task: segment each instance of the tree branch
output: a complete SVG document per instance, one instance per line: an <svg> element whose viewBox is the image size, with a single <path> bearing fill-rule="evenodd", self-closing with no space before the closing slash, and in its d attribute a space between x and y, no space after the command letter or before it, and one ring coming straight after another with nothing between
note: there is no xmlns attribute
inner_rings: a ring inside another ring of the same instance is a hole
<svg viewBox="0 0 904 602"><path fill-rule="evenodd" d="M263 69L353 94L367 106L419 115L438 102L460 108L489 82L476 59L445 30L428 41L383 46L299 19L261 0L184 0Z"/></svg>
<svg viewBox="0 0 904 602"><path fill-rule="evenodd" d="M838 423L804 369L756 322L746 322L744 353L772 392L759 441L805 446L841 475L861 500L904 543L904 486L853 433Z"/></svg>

===

#### [EXERCISE DIRECTIONS]
Can you rewrite the records above with "tree branch" changed to "fallen branch" and everything else left the same?

#### [SOLVED EXERCISE]
task: segment each instance of the fallen branch
output: a complete SVG document per instance, one instance per line: an <svg> element whose viewBox is the image size, with a single <path> bearing fill-rule="evenodd", self-closing with no space before the closing slash, and in its d attribute a space between x and y, no space after the command letter or before it, and one ring coming straight after another with nothing between
note: there is no xmlns attribute
inner_rings: a ring inside another ring of the same instance is a hole
<svg viewBox="0 0 904 602"><path fill-rule="evenodd" d="M263 69L353 94L367 106L419 115L438 102L460 108L489 82L476 59L445 30L428 41L383 46L299 19L261 0L184 0Z"/></svg>
<svg viewBox="0 0 904 602"><path fill-rule="evenodd" d="M838 423L804 369L756 322L746 322L744 353L772 392L759 441L805 446L841 475L861 500L904 543L904 486L853 433Z"/></svg>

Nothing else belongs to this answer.